▶ [Problem statement] Write the lines below out exactly, dropping each picture.

▶ [Data for the task]
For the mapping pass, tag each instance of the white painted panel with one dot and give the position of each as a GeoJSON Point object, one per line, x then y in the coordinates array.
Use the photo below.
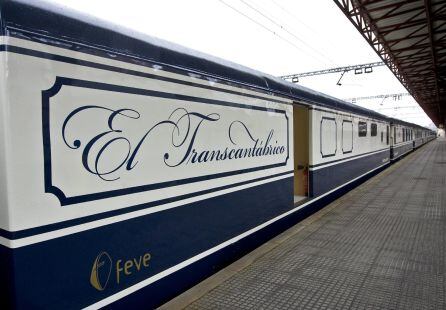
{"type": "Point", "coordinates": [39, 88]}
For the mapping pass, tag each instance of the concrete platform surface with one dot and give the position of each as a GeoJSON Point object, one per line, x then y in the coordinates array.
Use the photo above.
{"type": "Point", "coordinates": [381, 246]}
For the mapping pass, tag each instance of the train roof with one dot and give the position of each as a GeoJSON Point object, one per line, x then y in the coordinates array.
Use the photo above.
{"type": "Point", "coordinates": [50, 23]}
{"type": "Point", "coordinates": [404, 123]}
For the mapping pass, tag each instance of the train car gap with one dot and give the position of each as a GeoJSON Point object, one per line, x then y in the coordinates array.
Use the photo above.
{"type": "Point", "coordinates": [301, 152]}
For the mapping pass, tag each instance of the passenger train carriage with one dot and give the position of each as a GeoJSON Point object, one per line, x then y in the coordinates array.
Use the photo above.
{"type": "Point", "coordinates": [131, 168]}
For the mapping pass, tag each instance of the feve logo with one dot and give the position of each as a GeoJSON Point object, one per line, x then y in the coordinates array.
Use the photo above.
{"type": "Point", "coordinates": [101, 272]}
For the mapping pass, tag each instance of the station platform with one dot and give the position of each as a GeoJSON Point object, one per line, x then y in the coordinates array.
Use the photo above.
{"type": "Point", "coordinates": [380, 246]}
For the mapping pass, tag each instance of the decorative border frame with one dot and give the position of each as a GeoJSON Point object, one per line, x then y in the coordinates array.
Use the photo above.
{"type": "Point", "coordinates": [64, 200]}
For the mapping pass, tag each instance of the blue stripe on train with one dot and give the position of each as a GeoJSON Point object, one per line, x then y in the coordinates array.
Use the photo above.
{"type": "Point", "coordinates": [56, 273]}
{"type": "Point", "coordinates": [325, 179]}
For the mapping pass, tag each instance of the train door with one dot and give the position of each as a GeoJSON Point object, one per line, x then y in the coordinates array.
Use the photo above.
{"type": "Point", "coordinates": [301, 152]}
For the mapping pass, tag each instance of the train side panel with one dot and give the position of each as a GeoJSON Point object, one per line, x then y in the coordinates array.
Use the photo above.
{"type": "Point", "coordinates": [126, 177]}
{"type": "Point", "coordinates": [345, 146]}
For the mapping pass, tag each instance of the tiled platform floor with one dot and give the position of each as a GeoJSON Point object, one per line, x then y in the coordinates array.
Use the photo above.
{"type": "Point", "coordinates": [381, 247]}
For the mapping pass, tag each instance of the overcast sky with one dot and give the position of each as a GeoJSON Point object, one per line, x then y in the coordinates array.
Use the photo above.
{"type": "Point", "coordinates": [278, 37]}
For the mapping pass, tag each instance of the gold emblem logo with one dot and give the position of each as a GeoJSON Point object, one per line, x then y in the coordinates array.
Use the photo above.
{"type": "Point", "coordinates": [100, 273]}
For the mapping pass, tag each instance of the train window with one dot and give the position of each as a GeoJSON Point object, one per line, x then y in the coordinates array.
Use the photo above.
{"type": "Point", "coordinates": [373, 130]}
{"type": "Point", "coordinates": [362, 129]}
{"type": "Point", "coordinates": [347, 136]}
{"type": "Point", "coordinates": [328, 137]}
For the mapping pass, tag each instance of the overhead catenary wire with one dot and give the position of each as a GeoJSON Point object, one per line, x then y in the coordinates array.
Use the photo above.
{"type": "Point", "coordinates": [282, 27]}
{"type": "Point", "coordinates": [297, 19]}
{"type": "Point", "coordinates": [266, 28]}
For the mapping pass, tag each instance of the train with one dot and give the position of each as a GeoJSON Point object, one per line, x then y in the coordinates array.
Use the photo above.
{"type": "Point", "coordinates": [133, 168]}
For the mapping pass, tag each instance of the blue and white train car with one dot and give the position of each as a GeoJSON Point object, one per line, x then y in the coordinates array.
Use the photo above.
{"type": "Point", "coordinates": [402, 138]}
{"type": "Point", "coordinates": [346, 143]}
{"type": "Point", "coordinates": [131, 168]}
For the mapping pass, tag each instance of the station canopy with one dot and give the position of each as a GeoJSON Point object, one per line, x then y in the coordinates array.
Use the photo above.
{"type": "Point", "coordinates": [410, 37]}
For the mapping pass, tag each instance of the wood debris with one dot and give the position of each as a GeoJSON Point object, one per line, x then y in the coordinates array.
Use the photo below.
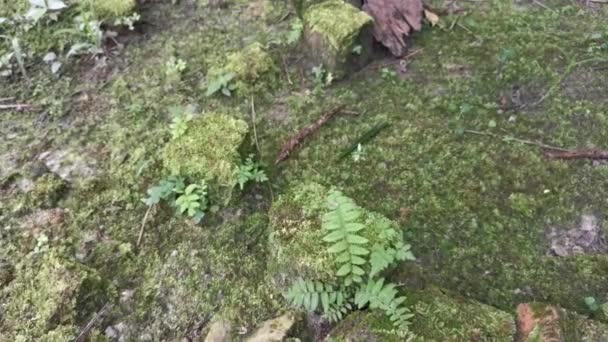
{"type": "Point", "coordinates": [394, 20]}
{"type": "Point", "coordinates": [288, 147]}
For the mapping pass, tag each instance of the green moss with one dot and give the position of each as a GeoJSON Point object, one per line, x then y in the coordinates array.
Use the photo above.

▶ [Exercise result]
For the mapping pass, tag each instance of the white painted panel with one dot and give the position of each as a GeoJSON Point object, one per line, x then y in the coordinates array.
Use the photo below.
{"type": "Point", "coordinates": [39, 88]}
For the mapping pass, tag each instance of the concrete platform surface with one dot and give the position of each as a GeoJSON Point object, one per line, x then y in the coordinates array.
Use the photo above.
{"type": "Point", "coordinates": [381, 246]}
For the mapping pass, tag each instance of the train roof with one dot and give the position of each as a GeoJSON Point object, one per line, x then y in the coordinates array.
Use the photo above.
{"type": "Point", "coordinates": [50, 23]}
{"type": "Point", "coordinates": [404, 123]}
For the mapping pass, tag each instance of the train car gap with one dot and give the position of each as a GeoJSON Point object, one per line, x then y in the coordinates array.
Use the photo above.
{"type": "Point", "coordinates": [301, 152]}
For the mapping pass, tag each instance of the passenger train carriage with one dot and give the position of each as a GeoJSON Point object, one per line, x then y in the coordinates array.
Use the photo above.
{"type": "Point", "coordinates": [131, 168]}
For the mapping pass, tag each instance of the feve logo with one dot and give the position of each as a GeoJSON Point object, one per line, x then y in the coordinates array.
Use the photo above.
{"type": "Point", "coordinates": [101, 272]}
For the mapping pass, tag each instance of the station platform with one dot and give the position of each as a GeoJSON Point object, one per line, x then y in the coordinates array.
Use the photo above.
{"type": "Point", "coordinates": [380, 246]}
For the mapping pass, tag each instance of the decorative border frame with one dot and give the position of each as a GeoJSON Point object, one per line, x then y in the coordinates array.
Use the photo above.
{"type": "Point", "coordinates": [64, 200]}
For the mapping pass, tag each instance of the blue stripe on train with one dot and give the position of each as a GeoJSON Point object, one per line, x then y in the coordinates array.
Use the photo above.
{"type": "Point", "coordinates": [56, 273]}
{"type": "Point", "coordinates": [325, 179]}
For the mapping pass, tag each instance of the train door with one dot and give the position of each as a GeoJSON Point object, one per line, x then y in the coordinates array.
Use the photo above.
{"type": "Point", "coordinates": [301, 152]}
For the mapping pass, tag each instance of the train side panel with one dot and give the position of each as a GeoJSON Point object, one per line, x then y in the coordinates array.
Use the photo above.
{"type": "Point", "coordinates": [126, 177]}
{"type": "Point", "coordinates": [345, 146]}
For the mapping pass, tag each instance of the tiled platform floor with one dot and give the position of each as a GeoJSON Point object, one per line, x then y in the coordinates array.
Use the photo above.
{"type": "Point", "coordinates": [381, 247]}
For the mapping pass, tag each instance of the overcast sky with one dot and give the position of each as a GeoJSON Point object, one per line, x then y in the coordinates array.
Use the photo above.
{"type": "Point", "coordinates": [278, 37]}
For the mapping pass, tag each instance of the gold emblem logo with one dot and give the position of each as a GeoJSON Point object, one per line, x then y in the coordinates array.
Use the photo above.
{"type": "Point", "coordinates": [100, 273]}
For the mapping pass, tag each instance of the train window with one dot and give the position of each as a GeoJSON Point object, one per line, x then y in the coordinates array.
Use the photo above.
{"type": "Point", "coordinates": [373, 130]}
{"type": "Point", "coordinates": [362, 129]}
{"type": "Point", "coordinates": [347, 136]}
{"type": "Point", "coordinates": [328, 137]}
For the mapping pass, tag each instance of the overhead catenary wire with one dot and give the position of each as a GeoJSON Point object, one per line, x then y in the coordinates array.
Use the photo above.
{"type": "Point", "coordinates": [282, 27]}
{"type": "Point", "coordinates": [297, 19]}
{"type": "Point", "coordinates": [266, 28]}
For the mapping pass, tag each instance of the train with one dot and give the position of each as a GeoJSON Point object, one per line, x then y in the coordinates array.
Use the photo above.
{"type": "Point", "coordinates": [133, 168]}
For the mapping pass, tag each instance of the blue and white train car with one dot and give the position of each as a GeoJSON Point object, one per line, x then y in the coordinates array.
Use the photo above.
{"type": "Point", "coordinates": [402, 138]}
{"type": "Point", "coordinates": [346, 143]}
{"type": "Point", "coordinates": [131, 168]}
For the mapping pass, tag each instance of the station canopy with one dot and give the position of each as a GeoJSON Point object, one per line, x then y in the coordinates array.
Use the photo above.
{"type": "Point", "coordinates": [410, 37]}
For the mapping pass, tag each instance of the wood debris with one dot and give the position of each as a GeoJSON Point object, one per line, x then y in the coordinates array.
Use the photo below.
{"type": "Point", "coordinates": [394, 20]}
{"type": "Point", "coordinates": [288, 147]}
For the mapping pass, tag each instance of the green moss with one dot and give the position of each as a GeoJSON Point object, one per line, x then y in the coordinates array.
Use the photo above.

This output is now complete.